[Data items]

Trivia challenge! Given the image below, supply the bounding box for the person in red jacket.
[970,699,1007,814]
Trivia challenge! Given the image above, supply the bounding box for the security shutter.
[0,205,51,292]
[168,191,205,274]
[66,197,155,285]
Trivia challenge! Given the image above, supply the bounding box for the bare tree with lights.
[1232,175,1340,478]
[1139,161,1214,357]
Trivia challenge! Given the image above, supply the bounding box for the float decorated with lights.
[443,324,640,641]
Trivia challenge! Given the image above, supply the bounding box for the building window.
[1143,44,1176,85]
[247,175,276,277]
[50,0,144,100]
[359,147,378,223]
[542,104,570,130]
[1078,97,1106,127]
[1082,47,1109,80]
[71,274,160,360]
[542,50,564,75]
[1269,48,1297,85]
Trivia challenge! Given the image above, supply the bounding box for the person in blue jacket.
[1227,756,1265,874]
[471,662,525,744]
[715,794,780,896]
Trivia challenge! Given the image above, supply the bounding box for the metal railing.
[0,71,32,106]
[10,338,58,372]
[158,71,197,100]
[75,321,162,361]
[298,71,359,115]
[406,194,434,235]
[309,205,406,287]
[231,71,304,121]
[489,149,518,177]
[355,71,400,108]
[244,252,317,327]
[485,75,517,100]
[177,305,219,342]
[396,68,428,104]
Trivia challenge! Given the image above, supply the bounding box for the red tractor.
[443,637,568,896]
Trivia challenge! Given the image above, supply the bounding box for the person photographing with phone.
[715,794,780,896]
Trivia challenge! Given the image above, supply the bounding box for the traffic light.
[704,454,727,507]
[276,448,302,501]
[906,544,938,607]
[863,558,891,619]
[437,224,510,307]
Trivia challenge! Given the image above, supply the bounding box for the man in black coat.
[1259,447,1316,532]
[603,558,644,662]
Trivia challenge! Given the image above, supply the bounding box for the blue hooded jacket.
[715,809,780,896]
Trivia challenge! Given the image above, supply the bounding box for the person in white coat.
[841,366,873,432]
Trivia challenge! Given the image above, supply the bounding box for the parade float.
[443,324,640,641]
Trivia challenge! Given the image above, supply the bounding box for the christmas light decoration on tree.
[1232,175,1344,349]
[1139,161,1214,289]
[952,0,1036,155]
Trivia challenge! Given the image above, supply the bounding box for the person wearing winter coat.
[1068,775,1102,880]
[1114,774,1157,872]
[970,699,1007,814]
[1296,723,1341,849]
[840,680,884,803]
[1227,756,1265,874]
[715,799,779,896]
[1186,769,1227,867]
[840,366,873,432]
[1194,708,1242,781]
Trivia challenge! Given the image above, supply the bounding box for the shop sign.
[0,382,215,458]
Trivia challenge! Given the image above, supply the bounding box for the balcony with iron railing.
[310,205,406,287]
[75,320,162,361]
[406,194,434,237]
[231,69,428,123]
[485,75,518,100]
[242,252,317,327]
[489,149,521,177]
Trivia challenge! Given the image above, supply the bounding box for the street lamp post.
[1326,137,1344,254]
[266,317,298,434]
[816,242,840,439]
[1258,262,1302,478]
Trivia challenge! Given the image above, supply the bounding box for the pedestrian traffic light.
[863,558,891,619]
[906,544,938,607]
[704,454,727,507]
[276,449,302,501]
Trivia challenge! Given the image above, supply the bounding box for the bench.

▶ _Exercise details_: Render all of the records above as a numbered list, leaving out blank lines.

▶ _Result of the task_:
1. Trivia challenge! Given the image below, supply the bounding box for the person in red jacket.
2. [970,699,1007,814]
3. Trivia challenge! Given the image above, supply the bounding box for the security shutter.
4. [0,205,51,292]
5. [168,191,205,274]
6. [66,197,155,285]
7. Trivia challenge! Given the image above, supply the bounding box for the bare tree with lights.
8. [1232,175,1340,478]
9. [1139,161,1214,357]
10. Trivia challenge! Given the image above, supply the bounding box for the float decorated with lights.
11. [443,324,640,641]
12. Trivia challenge! Given the image above, supply the bounding box for the building window.
13. [1143,44,1176,85]
14. [247,175,276,277]
15. [50,0,144,100]
16. [359,147,378,223]
17. [542,104,570,130]
18. [1078,97,1106,127]
19. [1082,47,1109,80]
20. [71,274,160,360]
21. [542,50,564,75]
22. [1269,48,1297,85]
23. Trivia challenge! Given the image above, supply the bounding box for the person in blue jacket.
24. [1227,756,1265,874]
25. [471,662,525,744]
26. [715,794,780,896]
27. Trivia challenge! Given the image above, supply the bounding box for the metal railing.
28. [0,71,32,106]
29. [10,338,58,372]
30. [158,71,197,100]
31. [75,321,162,361]
32. [298,71,359,115]
33. [406,194,434,235]
34. [309,205,406,287]
35. [231,71,304,121]
36. [489,149,518,177]
37. [355,71,400,108]
38. [244,252,317,327]
39. [485,75,517,100]
40. [177,305,219,342]
41. [396,68,428,104]
42. Trivia challenge! Given the image above, supply the bounding box for the red tractor.
43. [443,637,568,896]
44. Trivia challenge! Given the image above, supply the bounding box for the person photographing with phone.
45. [715,794,780,896]
46. Trivia challenge! Given the image above, supply the bounding box for the traffic light.
47. [704,454,727,507]
48. [276,448,302,501]
49. [906,544,938,607]
50. [863,558,891,619]
51. [437,224,510,307]
52. Trivia challenge! Given the image above, supply the bounding box for the man in black coat.
53. [1259,447,1316,532]
54. [603,558,644,662]
55. Trivia challenge! Given the image above, supply the bounding box for the blue hooded jacket.
56. [715,809,780,896]
57. Trivia challenge! Given the image above, supply the bounding box for the person in white coat.
58. [841,366,873,432]
59. Trivia challenge! Given the image above, supply the bounding box for the parade float.
60. [443,324,640,641]
61. Trivia challenge! Given the image above, supply the bounding box for the christmas light decoration on tree.
62. [1232,175,1344,349]
63. [1139,161,1214,289]
64. [952,0,1036,155]
65. Trivia challenge! Given the image above, supply the bounding box for the person wearing winter coat.
66. [1068,775,1102,880]
67. [1114,774,1157,872]
68. [970,699,1007,814]
69. [1296,723,1341,849]
70. [840,680,884,803]
71. [1227,756,1265,874]
72. [715,799,779,896]
73. [1186,769,1227,867]
74. [840,366,873,432]
75. [1194,708,1242,781]
76. Trivia challenge! Given the image above, supply the bounding box for the shop sign.
77. [0,382,215,458]
78. Trivia challenge! Given the image above, supply the bounding box for the balcony with iron railing.
79. [310,205,406,287]
80. [75,320,162,361]
81. [406,194,434,237]
82. [231,69,428,123]
83. [485,75,518,100]
84. [242,252,317,327]
85. [489,149,521,177]
86. Trivia challenge! Given the image above, supply the bounding box for the street lamp post.
87. [1326,137,1344,254]
88. [266,317,298,434]
89. [816,242,840,439]
90. [1258,262,1302,478]
91. Trivia challenge! Given the image above, supply the bounding box for the pedestrian traffic light.
92. [863,558,891,619]
93. [906,544,938,607]
94. [704,454,727,507]
95. [276,449,302,501]
96. Trivia challenge! Given the image above, supply the bounding box for the bench.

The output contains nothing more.